= Public holidays in Belize =

This is a list of public holidays in Belize.

== Public holidays ==

| Date | Day | Observance | Observance rule | Explanatory note |
| 1 January | New Year's Day | fixed at 1 January (see Note 1) |
| 15 January | George Price Day | 15 January (see Note 2) | This day was established in 2021 to commemorate Belize's only premier and first Prime Minister, George Cadle Price. |
| 9 March | National Heroes and Benefactors Day | 9 March (see Note 2) | This day was originally designated "Baron Bliss Day" to honor a wealthy Englishman who left his fortune to the former British Honduras. |
| Good Friday | fixed by church calendar (moveable) | Crucifixion of Jesus |
| Holy Saturday | fixed by church calendar (moveable) |
| Easter Monday | fixed by church calendar (moveable) |
| 1 May | Labour Day | fixed at May 1 (see Note 1) | Also called International Workers' Day |
| 1 August | Emancipation Day | fixed at 1 August (see Note 1) |
| 10 September | Saint George's Caye Day | fixed at 10 September (see Note 1) | The Battle of St. George's Caye was a key battle involving British colonists, freed slaves who worked as lumber cutters, and pirates who fought against the Spanish Empire in 1798. There is an annual regatta in San Pedro Town. |
| 21 September | Independence Day | fixed at 21 September (see Note 1) | "British Honduras" became "Belize" in 1973 and was granted independence by Great Britain in 1981. |
| 12 October | Pan America Day | 12 October (see Note 2) | Formerly called Columbus Day |
| 19 November | Garifuna Settlement Day | fixed at 19 November (see Note 1) | Since 1941, this holiday has honoured the Garifuna people, a group of mixed-race people with African and Carib roots. |
| 25 December | Christmas Day | fixed at 25 December (see Note 1) | Birth of Jesus |
| 26 December | Boxing Day | fixed at 26 December (see Note 1) | This is a day set aside for charitable works, although many people participate in sports or go shopping. |

- (*) Moveable holidays
- (**) Replacement days:
  - Note 1 – Chapter 289 of the laws of Belize states that if the holiday falls on a Sunday, the following Monday is observed as the bank and public holiday.

──────────────────────────────

▶ [What the exercise asks] Revise the stretch of the Belize holidays list from "- (*) Moveable" through "and public holiday.", replacing "Replacement days" with "Substitute days". The rows that come next aren't needed.

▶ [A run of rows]
──────────────────────────────

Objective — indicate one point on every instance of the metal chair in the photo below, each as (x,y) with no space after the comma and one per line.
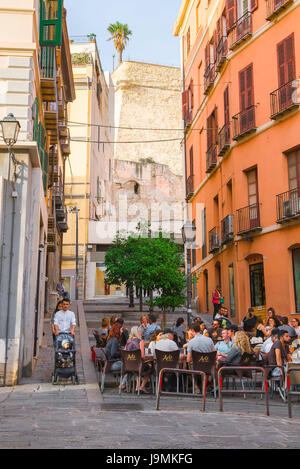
(205,362)
(166,360)
(103,366)
(132,365)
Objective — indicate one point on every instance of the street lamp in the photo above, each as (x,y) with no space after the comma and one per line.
(188,232)
(10,130)
(76,210)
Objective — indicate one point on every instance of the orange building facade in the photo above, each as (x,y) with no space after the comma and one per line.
(241,96)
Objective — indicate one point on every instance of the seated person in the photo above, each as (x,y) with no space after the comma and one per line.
(279,353)
(215,332)
(125,334)
(136,342)
(249,321)
(166,342)
(286,327)
(180,330)
(102,332)
(267,345)
(112,349)
(223,347)
(241,345)
(295,323)
(154,338)
(199,343)
(151,327)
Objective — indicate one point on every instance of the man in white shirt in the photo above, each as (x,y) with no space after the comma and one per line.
(64,320)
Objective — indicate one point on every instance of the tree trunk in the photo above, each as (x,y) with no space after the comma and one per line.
(131,297)
(141,299)
(163,322)
(120,55)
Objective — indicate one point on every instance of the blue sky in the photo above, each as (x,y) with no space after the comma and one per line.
(151,22)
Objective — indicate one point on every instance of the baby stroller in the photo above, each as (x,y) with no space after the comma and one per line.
(64,359)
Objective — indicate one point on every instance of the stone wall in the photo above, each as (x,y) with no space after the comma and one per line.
(148,96)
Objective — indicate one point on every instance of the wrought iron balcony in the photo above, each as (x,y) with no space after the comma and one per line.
(209,78)
(221,53)
(214,240)
(241,31)
(224,139)
(211,158)
(284,99)
(48,73)
(288,205)
(227,229)
(244,123)
(190,186)
(248,219)
(275,7)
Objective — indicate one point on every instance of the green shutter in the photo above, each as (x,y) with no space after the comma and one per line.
(35,113)
(51,22)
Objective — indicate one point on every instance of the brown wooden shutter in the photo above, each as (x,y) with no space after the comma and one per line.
(286,60)
(207,55)
(253,4)
(231,13)
(184,103)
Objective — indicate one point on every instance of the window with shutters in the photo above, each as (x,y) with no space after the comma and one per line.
(285,97)
(188,42)
(244,122)
(51,22)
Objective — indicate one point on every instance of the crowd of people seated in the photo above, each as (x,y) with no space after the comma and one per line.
(268,342)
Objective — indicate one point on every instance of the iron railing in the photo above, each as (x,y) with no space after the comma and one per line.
(248,218)
(224,139)
(227,231)
(209,77)
(288,205)
(48,62)
(241,31)
(274,7)
(244,122)
(221,53)
(284,99)
(190,186)
(211,158)
(214,240)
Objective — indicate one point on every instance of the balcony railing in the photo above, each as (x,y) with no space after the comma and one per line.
(275,7)
(244,123)
(190,186)
(214,240)
(211,158)
(227,229)
(284,99)
(48,69)
(221,53)
(224,139)
(209,77)
(241,31)
(288,205)
(248,219)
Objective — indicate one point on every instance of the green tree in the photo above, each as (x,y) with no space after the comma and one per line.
(120,35)
(151,264)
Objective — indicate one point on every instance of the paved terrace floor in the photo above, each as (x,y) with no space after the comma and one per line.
(37,414)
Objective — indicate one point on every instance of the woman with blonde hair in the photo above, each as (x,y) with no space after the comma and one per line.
(240,346)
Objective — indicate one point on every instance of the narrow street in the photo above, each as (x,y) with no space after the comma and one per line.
(37,414)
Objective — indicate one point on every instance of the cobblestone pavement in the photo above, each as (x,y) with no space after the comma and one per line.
(37,414)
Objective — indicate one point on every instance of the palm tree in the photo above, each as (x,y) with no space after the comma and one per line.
(120,35)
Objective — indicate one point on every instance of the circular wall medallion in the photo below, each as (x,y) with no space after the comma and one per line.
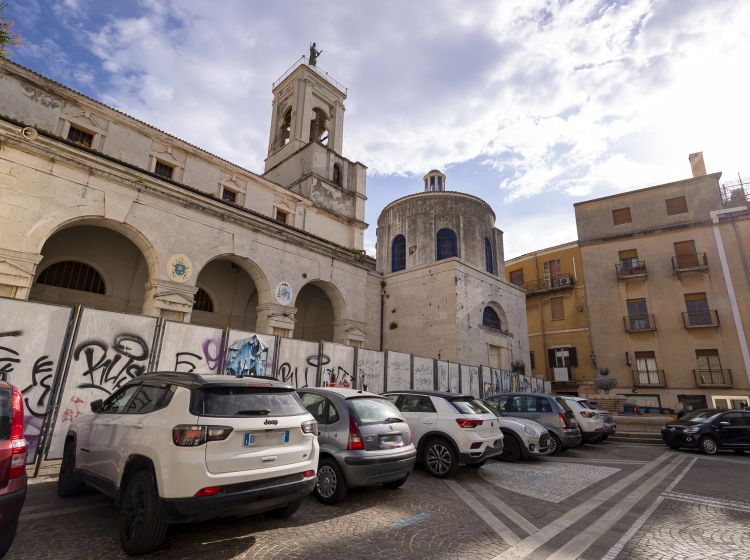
(180,268)
(284,293)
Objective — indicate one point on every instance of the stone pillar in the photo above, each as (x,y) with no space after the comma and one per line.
(17,270)
(170,300)
(277,319)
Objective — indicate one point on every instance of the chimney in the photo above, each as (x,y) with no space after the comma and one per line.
(697,165)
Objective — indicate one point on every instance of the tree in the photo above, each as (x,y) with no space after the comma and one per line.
(7,37)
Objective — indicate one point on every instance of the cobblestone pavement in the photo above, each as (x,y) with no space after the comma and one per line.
(605,501)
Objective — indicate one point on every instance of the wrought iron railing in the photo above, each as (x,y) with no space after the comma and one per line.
(691,262)
(697,319)
(649,378)
(713,377)
(630,269)
(639,323)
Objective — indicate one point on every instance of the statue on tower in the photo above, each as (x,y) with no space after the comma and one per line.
(314,54)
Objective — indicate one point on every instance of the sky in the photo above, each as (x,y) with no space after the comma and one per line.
(532,105)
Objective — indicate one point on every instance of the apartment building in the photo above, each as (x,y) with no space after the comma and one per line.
(668,290)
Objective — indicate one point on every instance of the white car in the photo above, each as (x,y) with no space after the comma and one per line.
(449,429)
(181,447)
(589,419)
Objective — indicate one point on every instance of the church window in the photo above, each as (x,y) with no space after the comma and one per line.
(203,301)
(447,244)
(491,320)
(73,275)
(398,253)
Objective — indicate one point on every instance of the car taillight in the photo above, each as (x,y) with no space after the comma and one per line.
(17,441)
(310,427)
(355,437)
(468,423)
(209,491)
(186,435)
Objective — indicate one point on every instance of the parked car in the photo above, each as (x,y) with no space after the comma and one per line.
(589,420)
(181,447)
(13,478)
(522,438)
(710,430)
(364,440)
(449,429)
(550,411)
(610,427)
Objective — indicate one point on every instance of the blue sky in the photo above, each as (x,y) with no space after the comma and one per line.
(532,105)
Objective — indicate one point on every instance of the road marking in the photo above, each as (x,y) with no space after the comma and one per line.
(506,510)
(502,530)
(575,546)
(706,501)
(532,542)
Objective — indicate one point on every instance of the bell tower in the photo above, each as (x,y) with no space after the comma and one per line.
(306,141)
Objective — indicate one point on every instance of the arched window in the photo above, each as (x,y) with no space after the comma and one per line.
(491,320)
(489,263)
(337,174)
(203,301)
(398,253)
(447,244)
(73,275)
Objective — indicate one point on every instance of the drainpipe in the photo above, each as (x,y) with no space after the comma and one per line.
(730,288)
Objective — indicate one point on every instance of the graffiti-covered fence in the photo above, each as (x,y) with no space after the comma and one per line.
(64,358)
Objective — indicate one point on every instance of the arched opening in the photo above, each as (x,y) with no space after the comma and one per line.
(318,305)
(491,319)
(227,296)
(489,261)
(92,266)
(319,127)
(398,253)
(447,244)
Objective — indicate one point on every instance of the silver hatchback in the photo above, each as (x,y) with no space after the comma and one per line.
(363,439)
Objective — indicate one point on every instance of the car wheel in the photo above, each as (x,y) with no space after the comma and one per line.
(555,445)
(7,534)
(709,445)
(331,487)
(67,483)
(143,524)
(286,511)
(511,450)
(393,484)
(440,458)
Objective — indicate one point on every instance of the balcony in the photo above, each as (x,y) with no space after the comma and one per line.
(713,377)
(694,262)
(639,323)
(649,378)
(561,282)
(700,319)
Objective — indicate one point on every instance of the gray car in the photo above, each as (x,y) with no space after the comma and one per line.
(548,410)
(363,439)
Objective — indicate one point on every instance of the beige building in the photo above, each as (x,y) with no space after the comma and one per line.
(444,292)
(668,290)
(103,210)
(557,316)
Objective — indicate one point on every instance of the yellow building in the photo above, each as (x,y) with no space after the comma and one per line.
(559,336)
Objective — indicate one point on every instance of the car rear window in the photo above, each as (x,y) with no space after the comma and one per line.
(6,414)
(469,406)
(373,410)
(245,401)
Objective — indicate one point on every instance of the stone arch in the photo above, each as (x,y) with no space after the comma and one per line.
(321,311)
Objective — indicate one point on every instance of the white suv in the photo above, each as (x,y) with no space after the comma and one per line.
(181,447)
(589,419)
(449,429)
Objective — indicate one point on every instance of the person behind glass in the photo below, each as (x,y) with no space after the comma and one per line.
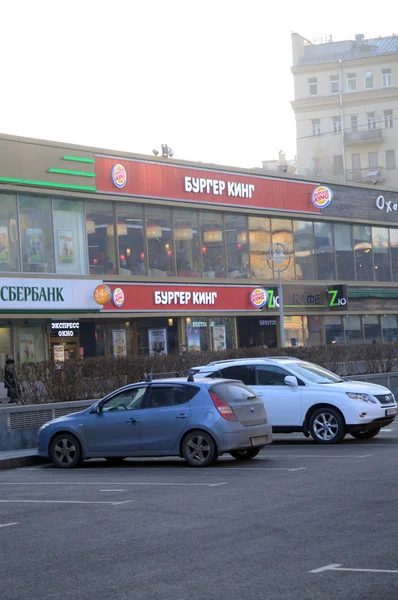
(10,379)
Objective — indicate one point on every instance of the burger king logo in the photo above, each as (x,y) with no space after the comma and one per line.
(102,294)
(118,297)
(119,176)
(322,196)
(259,297)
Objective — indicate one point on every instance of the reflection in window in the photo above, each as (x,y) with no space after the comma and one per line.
(69,235)
(213,244)
(282,233)
(372,329)
(363,252)
(304,249)
(334,331)
(130,219)
(187,243)
(260,242)
(324,250)
(353,329)
(344,252)
(381,254)
(9,240)
(36,233)
(237,245)
(160,243)
(101,238)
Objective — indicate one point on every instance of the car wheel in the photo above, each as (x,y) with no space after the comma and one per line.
(327,426)
(65,451)
(199,449)
(245,454)
(365,434)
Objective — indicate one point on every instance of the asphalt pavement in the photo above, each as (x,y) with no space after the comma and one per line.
(299,522)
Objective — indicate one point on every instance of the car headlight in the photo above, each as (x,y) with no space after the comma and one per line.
(363,397)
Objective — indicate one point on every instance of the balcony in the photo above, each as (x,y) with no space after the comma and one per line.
(371,176)
(367,136)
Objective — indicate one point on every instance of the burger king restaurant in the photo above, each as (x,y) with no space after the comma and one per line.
(106,253)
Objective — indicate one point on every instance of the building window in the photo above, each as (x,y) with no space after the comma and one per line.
(37,234)
(313,86)
(338,165)
(9,238)
(337,125)
(334,84)
(213,244)
(237,245)
(160,241)
(386,78)
(388,120)
(130,234)
(354,123)
(101,238)
(187,243)
(351,82)
(316,126)
(390,159)
(371,120)
(373,160)
(369,80)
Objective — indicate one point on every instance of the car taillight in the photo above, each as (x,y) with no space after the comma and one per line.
(223,407)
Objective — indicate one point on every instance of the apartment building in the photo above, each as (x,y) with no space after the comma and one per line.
(346,109)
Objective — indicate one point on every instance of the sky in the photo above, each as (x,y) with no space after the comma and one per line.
(209,78)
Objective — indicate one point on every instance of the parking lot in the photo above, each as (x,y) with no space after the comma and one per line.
(300,521)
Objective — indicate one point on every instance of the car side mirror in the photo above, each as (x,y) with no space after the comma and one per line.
(291,380)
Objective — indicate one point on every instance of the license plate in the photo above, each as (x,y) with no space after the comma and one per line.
(258,441)
(390,412)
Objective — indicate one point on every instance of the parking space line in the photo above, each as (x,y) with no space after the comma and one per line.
(338,567)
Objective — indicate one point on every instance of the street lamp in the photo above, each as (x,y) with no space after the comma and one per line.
(278,258)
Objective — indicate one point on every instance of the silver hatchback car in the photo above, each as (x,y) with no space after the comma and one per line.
(197,419)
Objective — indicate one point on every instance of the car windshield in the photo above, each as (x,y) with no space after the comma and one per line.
(314,373)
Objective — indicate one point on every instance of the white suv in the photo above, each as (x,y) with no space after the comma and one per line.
(302,396)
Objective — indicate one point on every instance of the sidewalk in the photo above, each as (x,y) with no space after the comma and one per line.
(12,459)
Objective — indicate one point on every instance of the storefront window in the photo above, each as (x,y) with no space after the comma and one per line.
(101,238)
(260,242)
(187,243)
(282,233)
(363,252)
(334,331)
(381,254)
(197,334)
(390,328)
(160,242)
(324,251)
(344,252)
(213,244)
(9,238)
(394,253)
(372,329)
(29,340)
(69,232)
(130,219)
(237,246)
(353,329)
(296,331)
(222,333)
(304,249)
(36,232)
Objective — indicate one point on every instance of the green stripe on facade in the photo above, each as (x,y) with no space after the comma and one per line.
(79,159)
(67,172)
(68,186)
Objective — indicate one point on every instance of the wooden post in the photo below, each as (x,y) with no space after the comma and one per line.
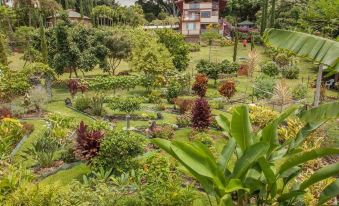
(318,86)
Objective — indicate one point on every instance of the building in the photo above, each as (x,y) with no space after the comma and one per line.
(196,15)
(73,16)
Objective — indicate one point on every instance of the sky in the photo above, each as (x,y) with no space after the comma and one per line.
(126,2)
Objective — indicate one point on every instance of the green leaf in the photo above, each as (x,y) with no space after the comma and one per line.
(223,122)
(226,200)
(234,185)
(317,48)
(268,172)
(321,113)
(194,158)
(226,155)
(290,195)
(302,157)
(252,154)
(321,174)
(331,191)
(241,129)
(270,133)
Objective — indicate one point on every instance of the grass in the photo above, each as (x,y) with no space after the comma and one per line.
(218,54)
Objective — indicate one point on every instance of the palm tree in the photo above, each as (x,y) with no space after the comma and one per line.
(321,50)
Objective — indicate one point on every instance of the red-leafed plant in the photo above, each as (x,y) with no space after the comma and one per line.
(200,85)
(87,142)
(201,114)
(185,105)
(5,113)
(227,89)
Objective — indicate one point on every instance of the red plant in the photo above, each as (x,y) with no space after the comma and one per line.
(200,85)
(184,104)
(227,89)
(201,114)
(5,113)
(243,70)
(88,142)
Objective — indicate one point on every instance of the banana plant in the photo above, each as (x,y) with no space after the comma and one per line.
(255,165)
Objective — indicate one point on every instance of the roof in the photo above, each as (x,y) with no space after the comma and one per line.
(246,23)
(71,14)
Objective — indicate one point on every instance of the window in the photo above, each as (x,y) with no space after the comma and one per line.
(205,14)
(190,26)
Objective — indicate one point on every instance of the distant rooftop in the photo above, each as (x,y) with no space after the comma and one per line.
(71,14)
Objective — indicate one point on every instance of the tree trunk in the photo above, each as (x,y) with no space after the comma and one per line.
(318,86)
(48,83)
(272,22)
(236,40)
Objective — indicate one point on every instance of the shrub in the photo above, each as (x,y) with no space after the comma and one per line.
(118,151)
(82,103)
(87,142)
(211,69)
(263,87)
(126,104)
(184,120)
(44,150)
(173,91)
(203,138)
(194,47)
(11,131)
(227,89)
(291,72)
(261,116)
(38,96)
(282,60)
(164,132)
(228,67)
(97,103)
(5,113)
(201,114)
(299,92)
(200,85)
(154,97)
(270,68)
(185,105)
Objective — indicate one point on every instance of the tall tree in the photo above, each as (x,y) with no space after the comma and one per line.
(3,56)
(43,44)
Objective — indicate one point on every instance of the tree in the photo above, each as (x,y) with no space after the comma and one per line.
(177,46)
(119,48)
(43,46)
(3,56)
(231,182)
(210,36)
(310,46)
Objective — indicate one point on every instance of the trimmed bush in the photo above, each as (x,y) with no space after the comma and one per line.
(299,92)
(201,114)
(263,87)
(118,151)
(270,68)
(290,72)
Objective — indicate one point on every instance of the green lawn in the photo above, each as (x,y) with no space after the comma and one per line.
(218,54)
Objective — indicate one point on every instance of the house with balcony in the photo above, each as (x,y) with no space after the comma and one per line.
(196,15)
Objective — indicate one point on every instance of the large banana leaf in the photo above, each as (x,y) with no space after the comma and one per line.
(241,129)
(318,49)
(252,154)
(302,157)
(320,175)
(329,192)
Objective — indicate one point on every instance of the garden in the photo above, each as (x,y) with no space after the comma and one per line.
(115,114)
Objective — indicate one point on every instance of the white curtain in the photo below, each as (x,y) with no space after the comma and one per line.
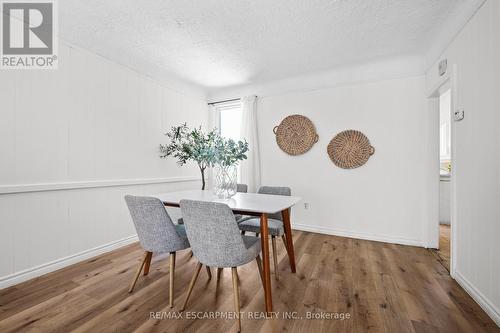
(213,122)
(250,168)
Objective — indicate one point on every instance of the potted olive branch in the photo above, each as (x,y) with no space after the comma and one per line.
(206,149)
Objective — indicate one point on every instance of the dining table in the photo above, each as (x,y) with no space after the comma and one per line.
(252,204)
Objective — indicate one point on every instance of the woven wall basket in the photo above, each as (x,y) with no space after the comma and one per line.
(295,134)
(350,149)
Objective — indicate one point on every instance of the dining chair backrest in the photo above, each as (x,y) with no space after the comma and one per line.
(213,233)
(275,190)
(155,229)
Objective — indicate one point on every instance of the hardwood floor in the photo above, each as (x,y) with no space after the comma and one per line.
(383,287)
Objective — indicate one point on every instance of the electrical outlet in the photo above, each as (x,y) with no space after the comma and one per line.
(459,115)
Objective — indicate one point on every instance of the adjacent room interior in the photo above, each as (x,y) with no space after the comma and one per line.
(256,166)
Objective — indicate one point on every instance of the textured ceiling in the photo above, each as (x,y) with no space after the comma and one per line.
(219,43)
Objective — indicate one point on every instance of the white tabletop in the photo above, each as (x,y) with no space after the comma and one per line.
(244,202)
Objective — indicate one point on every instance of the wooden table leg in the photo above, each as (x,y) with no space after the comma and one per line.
(266,270)
(289,240)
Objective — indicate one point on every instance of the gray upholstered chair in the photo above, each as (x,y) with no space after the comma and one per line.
(217,242)
(275,222)
(157,234)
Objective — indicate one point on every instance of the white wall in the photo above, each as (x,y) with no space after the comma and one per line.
(476,54)
(383,200)
(90,129)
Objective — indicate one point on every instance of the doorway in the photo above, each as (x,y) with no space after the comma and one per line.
(441,237)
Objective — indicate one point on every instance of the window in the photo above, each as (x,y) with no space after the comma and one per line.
(229,115)
(230,120)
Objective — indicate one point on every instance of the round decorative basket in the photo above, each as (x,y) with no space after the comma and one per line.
(350,149)
(296,134)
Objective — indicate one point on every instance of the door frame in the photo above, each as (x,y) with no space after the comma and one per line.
(450,78)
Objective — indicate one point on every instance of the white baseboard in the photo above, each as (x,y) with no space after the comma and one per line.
(357,235)
(480,299)
(10,280)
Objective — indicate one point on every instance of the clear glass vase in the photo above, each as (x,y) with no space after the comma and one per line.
(225,181)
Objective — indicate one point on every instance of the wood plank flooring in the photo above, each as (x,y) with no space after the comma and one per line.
(382,287)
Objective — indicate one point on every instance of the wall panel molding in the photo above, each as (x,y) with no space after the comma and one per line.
(44,187)
(18,277)
(356,235)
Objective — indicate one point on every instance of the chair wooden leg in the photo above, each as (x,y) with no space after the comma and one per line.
(259,265)
(134,281)
(236,296)
(147,263)
(172,274)
(284,242)
(275,258)
(191,284)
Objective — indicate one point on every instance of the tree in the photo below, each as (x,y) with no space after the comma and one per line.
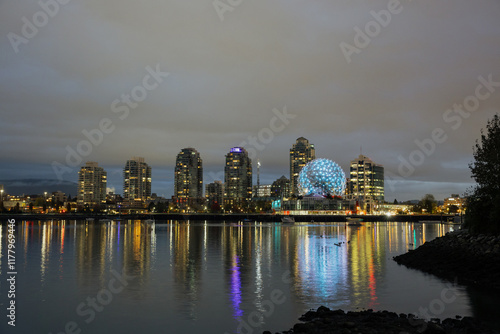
(483,211)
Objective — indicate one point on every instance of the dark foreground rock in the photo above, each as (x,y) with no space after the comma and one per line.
(326,321)
(459,256)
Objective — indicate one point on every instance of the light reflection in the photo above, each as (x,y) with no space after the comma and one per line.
(1,255)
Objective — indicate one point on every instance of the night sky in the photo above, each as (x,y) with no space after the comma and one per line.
(375,76)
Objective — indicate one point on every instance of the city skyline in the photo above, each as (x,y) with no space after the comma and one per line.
(92,83)
(212,176)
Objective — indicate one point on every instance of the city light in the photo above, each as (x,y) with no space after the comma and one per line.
(322,177)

──────────────────────────────

▶ [Exercise result]
- (*) Moveable holidays
- (**) Substitute days:
  - Note 1 – Chapter 289 of the laws of Belize states that if the holiday falls on a Sunday, the following Monday is observed as the bank and public holiday.